Task description
Exact reproduction is required for all entries.
---------------
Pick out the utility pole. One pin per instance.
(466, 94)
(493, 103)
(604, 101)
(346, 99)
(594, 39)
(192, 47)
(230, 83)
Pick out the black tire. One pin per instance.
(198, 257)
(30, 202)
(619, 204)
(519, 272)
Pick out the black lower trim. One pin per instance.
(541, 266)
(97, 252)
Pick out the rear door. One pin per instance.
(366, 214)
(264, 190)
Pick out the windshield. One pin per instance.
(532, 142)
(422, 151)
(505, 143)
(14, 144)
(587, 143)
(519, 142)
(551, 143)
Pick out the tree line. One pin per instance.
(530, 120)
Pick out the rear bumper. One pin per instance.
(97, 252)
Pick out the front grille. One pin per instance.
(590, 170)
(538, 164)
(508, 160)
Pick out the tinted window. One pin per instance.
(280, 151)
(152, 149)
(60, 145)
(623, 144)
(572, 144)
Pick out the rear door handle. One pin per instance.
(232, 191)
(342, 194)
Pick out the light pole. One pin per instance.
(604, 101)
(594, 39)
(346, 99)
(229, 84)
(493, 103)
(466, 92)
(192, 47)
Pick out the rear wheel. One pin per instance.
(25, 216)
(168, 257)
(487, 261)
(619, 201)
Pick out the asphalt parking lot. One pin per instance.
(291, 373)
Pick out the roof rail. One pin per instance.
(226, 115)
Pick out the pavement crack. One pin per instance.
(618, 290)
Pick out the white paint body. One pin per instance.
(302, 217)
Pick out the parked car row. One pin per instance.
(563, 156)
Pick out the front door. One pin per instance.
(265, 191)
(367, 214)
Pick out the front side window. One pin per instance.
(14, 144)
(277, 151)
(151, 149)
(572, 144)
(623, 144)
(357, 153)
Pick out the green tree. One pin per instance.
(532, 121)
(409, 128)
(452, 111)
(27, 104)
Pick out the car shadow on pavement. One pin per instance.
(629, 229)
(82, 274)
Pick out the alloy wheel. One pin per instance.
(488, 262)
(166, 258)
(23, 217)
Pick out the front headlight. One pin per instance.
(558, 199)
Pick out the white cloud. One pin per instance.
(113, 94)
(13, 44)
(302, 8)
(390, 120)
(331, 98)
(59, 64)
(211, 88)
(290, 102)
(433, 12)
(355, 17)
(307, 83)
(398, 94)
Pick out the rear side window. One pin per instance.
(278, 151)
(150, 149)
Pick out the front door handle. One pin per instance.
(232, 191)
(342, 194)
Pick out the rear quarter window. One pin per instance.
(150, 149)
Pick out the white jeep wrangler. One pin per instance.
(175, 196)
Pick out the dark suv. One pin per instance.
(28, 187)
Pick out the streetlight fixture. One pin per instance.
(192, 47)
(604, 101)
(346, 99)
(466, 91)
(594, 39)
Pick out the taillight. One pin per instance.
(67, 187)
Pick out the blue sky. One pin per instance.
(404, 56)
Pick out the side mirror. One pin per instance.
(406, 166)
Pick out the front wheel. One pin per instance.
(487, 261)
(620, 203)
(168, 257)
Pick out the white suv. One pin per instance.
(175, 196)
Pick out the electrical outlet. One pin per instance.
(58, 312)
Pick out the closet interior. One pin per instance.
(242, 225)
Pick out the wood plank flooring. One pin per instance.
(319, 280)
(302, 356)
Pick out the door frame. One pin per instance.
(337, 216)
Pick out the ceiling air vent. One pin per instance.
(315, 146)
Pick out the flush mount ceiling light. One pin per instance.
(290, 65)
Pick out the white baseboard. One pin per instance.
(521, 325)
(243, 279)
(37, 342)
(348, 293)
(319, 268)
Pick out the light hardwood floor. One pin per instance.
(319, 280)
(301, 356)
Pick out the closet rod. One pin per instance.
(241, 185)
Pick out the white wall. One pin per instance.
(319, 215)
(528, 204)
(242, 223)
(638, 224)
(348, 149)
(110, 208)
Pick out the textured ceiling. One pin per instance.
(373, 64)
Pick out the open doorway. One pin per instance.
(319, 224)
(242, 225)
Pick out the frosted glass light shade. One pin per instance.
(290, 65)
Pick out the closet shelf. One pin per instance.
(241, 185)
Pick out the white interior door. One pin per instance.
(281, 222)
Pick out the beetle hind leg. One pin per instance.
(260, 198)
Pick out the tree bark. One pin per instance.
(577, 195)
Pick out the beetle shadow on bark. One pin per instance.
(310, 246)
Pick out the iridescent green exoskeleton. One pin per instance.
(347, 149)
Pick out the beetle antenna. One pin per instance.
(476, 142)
---------------
Answer
Pick out the utility pole. One pin per instance.
(466, 94)
(493, 103)
(604, 101)
(346, 99)
(594, 39)
(192, 47)
(230, 83)
Pick out the black tire. One pin per instance.
(198, 257)
(30, 202)
(619, 204)
(519, 272)
Pick out the black lower trim. One pin per instance.
(541, 266)
(97, 252)
Pick out the rear door. One pin per instance.
(366, 214)
(264, 190)
Pick out the windshield. One pin per instance.
(532, 142)
(422, 151)
(505, 143)
(14, 144)
(587, 143)
(519, 142)
(551, 143)
Pick out the tree line. One pin per instance.
(530, 120)
Pick out the rear bumper. One pin per instance.
(97, 252)
Pick out the front grille. One pin per instance.
(590, 170)
(538, 164)
(508, 160)
Pick out the tinted window. One pin per instance.
(280, 151)
(152, 149)
(60, 145)
(623, 144)
(572, 144)
Pick out the rear door handle. One pin per instance.
(232, 191)
(342, 194)
Pick out the light pole. One pin per instance.
(604, 101)
(594, 39)
(346, 99)
(229, 84)
(493, 103)
(466, 92)
(192, 47)
Pick out the rear wheel. One pin per instance.
(25, 216)
(168, 257)
(487, 261)
(619, 201)
Pick out the asphalt parking lot. One pin per instance.
(291, 373)
Pick out the roof rail. One pin per instance.
(226, 115)
Pick out the pavement crack. One pin per instance.
(618, 290)
Pick out the white paint body. One pin per instance.
(302, 217)
Pick out the parked car row. One pin per instance.
(563, 156)
Pick out the front door. One pin per instance.
(265, 191)
(367, 214)
Pick out the front side window. One pin per instance.
(14, 144)
(277, 151)
(151, 149)
(572, 144)
(623, 144)
(357, 153)
Pick out the green tree. One pin per instance.
(532, 121)
(409, 128)
(452, 111)
(27, 104)
Pick out the car shadow on pavement. One pin per instance.
(629, 229)
(82, 274)
Pick out the alloy wheel. One pin per instance.
(488, 262)
(166, 258)
(23, 217)
Pick out the front headlight. One pin per instance.
(558, 199)
Pick out the white cloud. One pin per instance.
(113, 94)
(13, 44)
(302, 8)
(390, 120)
(331, 98)
(59, 64)
(211, 88)
(290, 102)
(433, 12)
(355, 17)
(307, 83)
(398, 94)
Pick out the rear side window. One pin per instance.
(278, 151)
(150, 149)
Pick out the front door handle. One pin per instance.
(232, 191)
(342, 194)
Pick out the rear quarter window. One pin per instance.
(150, 149)
Pick out the white jeep wrangler. One pin per instance.
(175, 196)
Pick out the dark suv. One pin per instance.
(28, 187)
Pick out the streetlight fixture. One pin per instance.
(192, 47)
(604, 101)
(346, 99)
(466, 91)
(594, 39)
Pick out the taillight. One pin per instance.
(67, 187)
Pick out the blue sky. One pin per instance.
(404, 56)
Pick out the side mirror. One pin per instance.
(406, 166)
Pick out the front wheel. One pin per instance.
(487, 261)
(620, 203)
(168, 257)
Pick out the white suv. One pin per instance.
(175, 196)
Pick out the electrical outlet. One pin per instance.
(58, 312)
Pick out the closet interior. One pin per instance.
(242, 225)
Pick out the wood plank flooring. One pin per instance.
(319, 280)
(302, 356)
Pick out the door frame. One pin per instance.
(337, 216)
Pick out the ceiling air vent. One pin per instance.
(315, 146)
Pick out the flush mount ceiling light. One pin per instance.
(290, 65)
Pick out the white baseboard. One pin per instance.
(521, 325)
(243, 279)
(37, 342)
(348, 293)
(319, 268)
Pick out the light hardwood floor. One pin per instance.
(319, 280)
(301, 356)
Pick out the closet rod. One pin per instance.
(241, 185)
Pick out the white wall. One pin per instance.
(319, 215)
(528, 204)
(242, 223)
(638, 224)
(348, 149)
(110, 208)
Pick out the textured ceiling. One pin per instance.
(373, 64)
Pick out the open doorway. One pin per instance.
(319, 224)
(242, 225)
Pick out the frosted glass light shade. One pin per instance.
(290, 65)
Pick out the closet shelf. One pin per instance.
(241, 185)
Pick out the white interior door. One pin per instance.
(281, 222)
Pick out the beetle hind leg. One pin per instance.
(260, 198)
Pick out the tree bark. One pin per instance.
(577, 195)
Pick out the beetle shadow on bark. One pin per instance.
(310, 246)
Pick out the iridescent green exoskeleton. One pin per instance.
(347, 149)
Pick out the beetle antenna. One pin per instance.
(476, 142)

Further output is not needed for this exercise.